Problem statement:
From the text below about Gina McCarthy, copy word for word the stretch from "2. Leads the" through "in its history.".

Text under study:
1. Protects Families from Dangerous Pollution
McCarthy helped establish the EPA's first-ever national limits on mercury, arsenic, lead, and other dangerous pollution from power plants. Mercury is a potent neurotoxin that damages developing brains in children and fetuses. Now dirty coal-fired plants that fought standards for decades will finally have to clean up their act. McCarthy also helped strengthen safeguards against soot pollution. Soot is made up of fine particulate matter released from coal-fired power plants, oil refineries, and cars and trucks. This particulate matter can lodge deep in the lungs and do lasting damage to our respiratory and cardio-vascular systems.

These historic mercury and soot standards will save tens of thousands of American lives, prevent hundreds of thousands of cases of childhood asthma symptoms, and avoid tens of thousands of heart attacks every year, according to the EPA.

2. Leads the Way on Fighting Climate Change
McCarthy has long been a champion of climate action. During her time as the Commissioner of Connecticut's Department of Environmental Protection, she helped launch the Regional Greenhouse Gas Initiative to curb carbon pollution from power plants in nine northeastern states. In its first three years, RGGI brought $1.6 billion in economic benefits to the region, reduced climate change pollution by 6 percent, saved consumers more than $1.3 billion in energy costs, and created 16,000 job-years. More recently, she helped propose the first-ever limits on carbon pollution for new power plants. The EPA received 3 million comments in favor of the carbon standards -- the most the agency has ever gotten on any topic in its history.

3. Helped Save Americans Millions of Dollars at the Gas Pump
McCarthy helped deliver one of the best weapons we have against rising oil prices: cars that go farther on a tank of gas. Over the course of several years, she worked effectively with the Department of Transportation, the auto industry, and environmental groups to craft new clean car standards that will raise automobile fuel efficiency to the equivalent of 54.5 miles per gallon on average by 2025. These standards will save drivers $1.7 trillion at the gas pump and cut our oil imports by one-third. They also represent the biggest step America has taken to reduce carbon pollution and combat climate change.

4. Is a Fair-Minded Professional Who Reaches Across the Aisle
McCarthy is a consummate professional who has earned the respect of industry executives and environmental groups alike. Scott Segal, a lawyer with Bracewell & Giuliani, a Houston law firm that represents energy companies, said: "Gina McCarthy is engaging, effective and willing to listen to the regulated community -- even if we don't always agree with her final rules."

She has also garnered support from leaders on both sides of the aisle. Connecticut's Republican Governor Jodi Rell and Massachusetts' Republican Governor Mitt Romney both appointed her to run state environmental agencies, and President Obama nominated her to the EPA. In fact, Republican and Democratic senators already easily confirmed McCarthy by a voice vote during her 2009 confirmation for head of the clean air division of EPA.

Available data:
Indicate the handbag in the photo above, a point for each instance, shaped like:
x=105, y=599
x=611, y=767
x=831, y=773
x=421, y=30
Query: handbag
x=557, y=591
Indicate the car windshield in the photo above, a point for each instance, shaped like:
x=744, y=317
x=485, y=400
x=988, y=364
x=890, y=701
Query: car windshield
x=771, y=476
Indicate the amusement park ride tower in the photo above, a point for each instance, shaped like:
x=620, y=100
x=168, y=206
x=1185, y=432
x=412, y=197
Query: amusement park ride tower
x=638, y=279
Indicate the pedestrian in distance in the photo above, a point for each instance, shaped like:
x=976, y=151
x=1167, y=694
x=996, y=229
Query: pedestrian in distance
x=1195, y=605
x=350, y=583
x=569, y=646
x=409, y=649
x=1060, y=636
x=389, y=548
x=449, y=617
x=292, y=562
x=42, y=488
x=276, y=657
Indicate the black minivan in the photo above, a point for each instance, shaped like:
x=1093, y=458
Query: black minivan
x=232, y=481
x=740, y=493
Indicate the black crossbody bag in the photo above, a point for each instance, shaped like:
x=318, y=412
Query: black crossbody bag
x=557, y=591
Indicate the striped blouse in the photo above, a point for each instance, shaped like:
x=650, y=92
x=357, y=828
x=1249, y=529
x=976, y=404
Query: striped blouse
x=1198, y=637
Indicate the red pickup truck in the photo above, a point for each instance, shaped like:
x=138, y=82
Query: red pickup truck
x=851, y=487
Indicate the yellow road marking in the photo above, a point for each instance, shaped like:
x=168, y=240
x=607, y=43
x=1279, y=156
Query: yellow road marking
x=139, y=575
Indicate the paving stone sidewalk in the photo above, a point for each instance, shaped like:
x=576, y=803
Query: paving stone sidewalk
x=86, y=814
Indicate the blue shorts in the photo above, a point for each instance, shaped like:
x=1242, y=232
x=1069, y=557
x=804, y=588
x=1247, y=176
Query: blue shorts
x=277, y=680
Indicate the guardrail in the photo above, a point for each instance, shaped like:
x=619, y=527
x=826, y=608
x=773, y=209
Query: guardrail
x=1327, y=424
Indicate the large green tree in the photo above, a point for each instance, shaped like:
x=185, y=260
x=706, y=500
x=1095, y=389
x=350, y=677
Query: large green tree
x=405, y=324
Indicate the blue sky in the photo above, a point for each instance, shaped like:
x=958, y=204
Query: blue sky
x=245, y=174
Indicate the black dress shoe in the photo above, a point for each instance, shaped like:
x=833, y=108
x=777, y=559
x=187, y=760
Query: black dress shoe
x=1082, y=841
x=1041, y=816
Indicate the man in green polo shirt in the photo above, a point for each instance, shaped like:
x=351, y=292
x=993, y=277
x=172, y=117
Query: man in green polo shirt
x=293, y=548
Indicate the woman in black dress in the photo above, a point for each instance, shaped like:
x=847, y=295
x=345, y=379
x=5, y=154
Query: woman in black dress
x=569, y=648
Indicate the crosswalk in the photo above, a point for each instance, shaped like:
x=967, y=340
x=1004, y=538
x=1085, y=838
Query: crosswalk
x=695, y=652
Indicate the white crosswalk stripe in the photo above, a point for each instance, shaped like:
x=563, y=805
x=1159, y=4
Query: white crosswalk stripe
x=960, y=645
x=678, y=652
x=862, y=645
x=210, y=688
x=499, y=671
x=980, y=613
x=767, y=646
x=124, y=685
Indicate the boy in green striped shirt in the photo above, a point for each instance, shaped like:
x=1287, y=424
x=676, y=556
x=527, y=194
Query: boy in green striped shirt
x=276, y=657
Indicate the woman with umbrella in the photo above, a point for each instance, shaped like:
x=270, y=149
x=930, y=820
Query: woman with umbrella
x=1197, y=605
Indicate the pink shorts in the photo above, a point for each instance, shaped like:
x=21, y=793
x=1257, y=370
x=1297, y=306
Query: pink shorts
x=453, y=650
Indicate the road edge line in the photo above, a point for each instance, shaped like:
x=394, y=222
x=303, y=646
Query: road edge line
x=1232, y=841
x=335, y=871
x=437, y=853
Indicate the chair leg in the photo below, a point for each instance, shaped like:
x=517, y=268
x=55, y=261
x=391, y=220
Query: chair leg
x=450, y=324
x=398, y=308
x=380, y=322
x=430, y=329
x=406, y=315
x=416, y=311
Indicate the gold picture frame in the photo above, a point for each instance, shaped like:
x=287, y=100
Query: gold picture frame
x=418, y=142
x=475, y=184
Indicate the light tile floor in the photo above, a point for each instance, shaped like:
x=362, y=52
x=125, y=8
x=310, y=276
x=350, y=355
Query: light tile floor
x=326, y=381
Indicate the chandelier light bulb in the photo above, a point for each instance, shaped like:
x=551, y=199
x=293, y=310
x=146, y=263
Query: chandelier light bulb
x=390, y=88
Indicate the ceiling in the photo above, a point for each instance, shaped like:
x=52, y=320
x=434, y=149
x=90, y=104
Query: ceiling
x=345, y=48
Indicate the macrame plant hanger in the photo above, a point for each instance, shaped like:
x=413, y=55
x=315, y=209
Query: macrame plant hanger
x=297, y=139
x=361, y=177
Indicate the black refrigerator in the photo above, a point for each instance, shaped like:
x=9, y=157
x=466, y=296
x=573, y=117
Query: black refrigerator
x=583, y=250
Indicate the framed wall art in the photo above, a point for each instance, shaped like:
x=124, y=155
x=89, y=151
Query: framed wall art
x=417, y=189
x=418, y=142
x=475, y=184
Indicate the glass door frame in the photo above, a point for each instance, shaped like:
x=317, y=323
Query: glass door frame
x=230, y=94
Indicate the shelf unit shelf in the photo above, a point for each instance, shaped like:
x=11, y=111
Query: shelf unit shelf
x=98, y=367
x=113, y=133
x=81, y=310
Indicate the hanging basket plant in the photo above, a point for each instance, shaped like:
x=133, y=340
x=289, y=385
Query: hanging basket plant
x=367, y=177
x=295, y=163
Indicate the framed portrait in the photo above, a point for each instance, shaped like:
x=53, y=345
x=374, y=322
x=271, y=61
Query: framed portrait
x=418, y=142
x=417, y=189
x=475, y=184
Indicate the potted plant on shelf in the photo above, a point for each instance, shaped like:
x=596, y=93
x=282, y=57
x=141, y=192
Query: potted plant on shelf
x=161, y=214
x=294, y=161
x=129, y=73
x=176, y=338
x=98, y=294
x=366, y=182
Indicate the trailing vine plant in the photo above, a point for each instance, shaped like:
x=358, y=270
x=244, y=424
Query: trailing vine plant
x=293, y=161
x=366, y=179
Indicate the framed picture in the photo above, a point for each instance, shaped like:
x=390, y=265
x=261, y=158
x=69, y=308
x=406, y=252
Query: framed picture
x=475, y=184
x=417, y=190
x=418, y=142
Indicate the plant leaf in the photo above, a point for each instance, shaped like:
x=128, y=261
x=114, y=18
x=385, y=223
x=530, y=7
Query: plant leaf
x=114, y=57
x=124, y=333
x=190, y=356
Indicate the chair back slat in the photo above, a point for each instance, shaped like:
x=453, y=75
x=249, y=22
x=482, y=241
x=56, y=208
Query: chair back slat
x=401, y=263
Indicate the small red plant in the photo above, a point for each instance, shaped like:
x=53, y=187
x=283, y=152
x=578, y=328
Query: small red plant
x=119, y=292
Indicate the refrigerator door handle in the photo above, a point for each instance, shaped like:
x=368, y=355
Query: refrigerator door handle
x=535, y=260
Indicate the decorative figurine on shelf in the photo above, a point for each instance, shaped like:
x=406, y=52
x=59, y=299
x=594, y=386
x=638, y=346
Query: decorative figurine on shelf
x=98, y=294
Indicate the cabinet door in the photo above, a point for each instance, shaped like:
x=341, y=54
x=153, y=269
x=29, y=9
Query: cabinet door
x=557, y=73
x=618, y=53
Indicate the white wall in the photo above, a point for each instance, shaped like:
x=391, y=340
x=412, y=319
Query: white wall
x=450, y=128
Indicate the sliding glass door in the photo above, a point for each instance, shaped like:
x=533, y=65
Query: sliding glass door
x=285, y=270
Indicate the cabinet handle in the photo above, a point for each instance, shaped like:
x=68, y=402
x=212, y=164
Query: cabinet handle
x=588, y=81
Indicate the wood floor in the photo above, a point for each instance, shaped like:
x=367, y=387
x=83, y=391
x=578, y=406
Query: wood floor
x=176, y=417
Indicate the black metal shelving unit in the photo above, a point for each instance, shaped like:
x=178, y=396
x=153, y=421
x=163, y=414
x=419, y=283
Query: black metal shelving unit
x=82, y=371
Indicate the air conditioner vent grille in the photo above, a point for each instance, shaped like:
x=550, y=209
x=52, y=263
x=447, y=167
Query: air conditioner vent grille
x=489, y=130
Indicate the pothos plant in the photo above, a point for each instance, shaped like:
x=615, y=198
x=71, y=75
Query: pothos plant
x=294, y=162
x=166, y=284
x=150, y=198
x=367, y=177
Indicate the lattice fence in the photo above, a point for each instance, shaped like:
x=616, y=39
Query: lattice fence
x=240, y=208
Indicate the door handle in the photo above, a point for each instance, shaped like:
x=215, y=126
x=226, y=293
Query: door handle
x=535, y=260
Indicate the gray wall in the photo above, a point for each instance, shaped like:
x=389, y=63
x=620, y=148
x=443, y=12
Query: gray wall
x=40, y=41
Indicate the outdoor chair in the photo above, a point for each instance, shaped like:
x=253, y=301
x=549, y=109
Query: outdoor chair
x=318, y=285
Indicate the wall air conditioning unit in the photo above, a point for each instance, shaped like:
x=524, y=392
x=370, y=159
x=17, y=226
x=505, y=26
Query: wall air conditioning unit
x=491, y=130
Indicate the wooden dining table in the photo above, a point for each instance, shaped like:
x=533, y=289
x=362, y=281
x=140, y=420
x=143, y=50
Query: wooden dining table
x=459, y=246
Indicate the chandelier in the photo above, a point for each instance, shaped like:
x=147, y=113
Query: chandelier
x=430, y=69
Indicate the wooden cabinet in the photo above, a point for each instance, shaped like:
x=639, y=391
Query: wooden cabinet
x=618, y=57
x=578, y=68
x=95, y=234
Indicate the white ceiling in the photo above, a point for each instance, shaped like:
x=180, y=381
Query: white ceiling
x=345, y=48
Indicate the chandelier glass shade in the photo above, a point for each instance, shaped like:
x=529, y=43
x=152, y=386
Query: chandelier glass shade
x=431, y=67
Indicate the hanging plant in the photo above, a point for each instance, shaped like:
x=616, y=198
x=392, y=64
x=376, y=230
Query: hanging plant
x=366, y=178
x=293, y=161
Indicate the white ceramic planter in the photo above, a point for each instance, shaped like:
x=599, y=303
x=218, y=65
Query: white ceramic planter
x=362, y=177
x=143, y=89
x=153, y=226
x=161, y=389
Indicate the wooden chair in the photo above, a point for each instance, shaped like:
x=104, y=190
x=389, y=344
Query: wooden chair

Task result:
2. Leads the Way on Fighting Climate Change
McCarthy has long been a champion of climate action. During her time as the Commissioner of Connecticut's Department of Environmental Protection, she helped launch the Regional Greenhouse Gas Initiative to curb carbon pollution from power plants in nine northeastern states. In its first three years, RGGI brought $1.6 billion in economic benefits to the region, reduced climate change pollution by 6 percent, saved consumers more than $1.3 billion in energy costs, and created 16,000 job-years. More recently, she helped propose the first-ever limits on carbon pollution for new power plants. The EPA received 3 million comments in favor of the carbon standards -- the most the agency has ever gotten on any topic in its history.